**Excerpted passage**
One year ago, firefighters from Great Falls Fire Rescue joined other departments from across the state to take part in a peer support training.
IAFF Local 8 President David Van Son says this training is a shift from only focusing on the physical aspects of the job to shining a light on mental health.
“We can recognize that they need some help with post-traumatic stress, family issues, or anything that they might be dealing with that is coming from the job. Then we know to get them on the right track,” Van Son said.
Van Son says once the training had initially ended, a group of five people came together to start the process of putting peer support together for the department.
“We vetted some counselors. We got some treatment centers in Great Falls that are on board with us. We really took our time and developed the program,” Van Son said.
Van Son says it was important that they took this last year to put the program together because they found in their training if mistakes are made with one member, they would risk losing the trust of the rest of the department.
Van Son says they rolled out their peer support program to the department last week — but not just for firefighters.
“And we feel it is important we get the spouses on board because they might see something at home,” Van Son said.
They also have the support of the leadership within Great Falls Fire Rescue.
Van Son says the research that has been done by the International Association of Firefighters backs up why they are taking these steps to show their support for one another.

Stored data

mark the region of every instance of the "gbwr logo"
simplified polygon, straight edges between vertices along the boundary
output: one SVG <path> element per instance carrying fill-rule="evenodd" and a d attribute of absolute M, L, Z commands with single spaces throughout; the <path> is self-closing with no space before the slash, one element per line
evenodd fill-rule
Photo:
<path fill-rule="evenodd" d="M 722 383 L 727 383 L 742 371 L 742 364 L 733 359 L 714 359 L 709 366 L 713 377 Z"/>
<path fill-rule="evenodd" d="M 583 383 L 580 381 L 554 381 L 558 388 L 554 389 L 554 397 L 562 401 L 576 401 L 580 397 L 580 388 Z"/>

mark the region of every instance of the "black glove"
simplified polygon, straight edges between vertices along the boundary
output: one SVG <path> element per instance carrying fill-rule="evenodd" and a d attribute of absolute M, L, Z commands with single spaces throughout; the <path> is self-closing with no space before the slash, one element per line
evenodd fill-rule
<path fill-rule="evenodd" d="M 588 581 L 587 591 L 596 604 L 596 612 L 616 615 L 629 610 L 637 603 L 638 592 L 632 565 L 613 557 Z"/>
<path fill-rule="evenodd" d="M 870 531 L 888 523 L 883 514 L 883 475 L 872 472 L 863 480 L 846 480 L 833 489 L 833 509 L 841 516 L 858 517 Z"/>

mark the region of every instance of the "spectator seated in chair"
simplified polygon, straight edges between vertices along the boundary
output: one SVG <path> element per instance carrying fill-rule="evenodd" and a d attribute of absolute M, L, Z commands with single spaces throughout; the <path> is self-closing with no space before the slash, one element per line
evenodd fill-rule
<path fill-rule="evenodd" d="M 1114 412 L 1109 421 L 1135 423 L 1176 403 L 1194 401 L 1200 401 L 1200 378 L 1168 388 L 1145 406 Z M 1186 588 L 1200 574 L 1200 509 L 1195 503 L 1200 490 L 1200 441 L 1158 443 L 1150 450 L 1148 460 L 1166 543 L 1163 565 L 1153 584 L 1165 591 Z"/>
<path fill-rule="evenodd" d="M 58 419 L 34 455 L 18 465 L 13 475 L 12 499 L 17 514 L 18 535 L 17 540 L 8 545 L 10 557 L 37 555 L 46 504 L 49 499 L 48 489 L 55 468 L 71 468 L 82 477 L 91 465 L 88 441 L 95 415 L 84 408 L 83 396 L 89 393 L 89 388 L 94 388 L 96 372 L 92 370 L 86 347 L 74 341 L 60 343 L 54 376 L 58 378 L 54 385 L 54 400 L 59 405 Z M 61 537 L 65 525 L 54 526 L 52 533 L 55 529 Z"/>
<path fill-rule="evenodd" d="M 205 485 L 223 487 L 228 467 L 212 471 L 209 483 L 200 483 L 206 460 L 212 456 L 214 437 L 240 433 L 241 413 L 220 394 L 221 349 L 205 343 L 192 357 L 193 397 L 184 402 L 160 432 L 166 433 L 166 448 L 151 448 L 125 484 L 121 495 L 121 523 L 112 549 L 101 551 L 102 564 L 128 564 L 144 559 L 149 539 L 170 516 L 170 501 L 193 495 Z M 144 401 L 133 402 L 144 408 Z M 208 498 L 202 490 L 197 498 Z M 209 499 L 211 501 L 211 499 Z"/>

**Work order 1**
Set down the part of the peer support article between "Van Son says once" and "for the department.", inclusive.
**Work order 2**
Answer these questions using the peer support article:
(a) Who is the president of IAFF Local 8?
(b) How many people came together to begin putting peer support together for the department after the training ended?
(c) Besides firefighters, whom does the department want on board with the program?
**Work order 3**
Continue the peer support article from the point where it stops.
The stored data is separate material and has no connection to the peer support article.

**Task response 1**
Van Son says once the training had initially ended, a group of five people came together to start the process of putting peer support together for the department.

**Task response 2**
(a) David Van Son
(b) Five
(c) The spouses

**Task response 3**
“They did a study back in 2017, and out of the total line of duty deaths for firefighters, there [were] 93, but there [were] 103 firefighters that took their own lives. It is based on the job that we do,” Van Son said.
The IAFF is also supporting these men and women by creating the Center of Excellence.
“It is a treatment facility specifically for firefighters and EMTs that are a part of the International Association of Firefighters. They help with post-traumatic stress, drug abuse, alcohol abuse, and just any one that is in trouble,” Van Son said.
And recently, the Montana Vet Program announced they are starting a program just for first responders called the Montana First Responders Program. They host trips in the wilderness that focus on peer-to-peer support.
“The first trip is in August. It is not just firefighters, it is firefighters, police officers. and emergency medical services. We see it for a career, we see trauma day in and day out.”
Van Son says as they move forward with the program, they will help educate their brothers and sisters on support for one another.
“Do not leave anyone behind that is suffering through mental health,” Van Son said.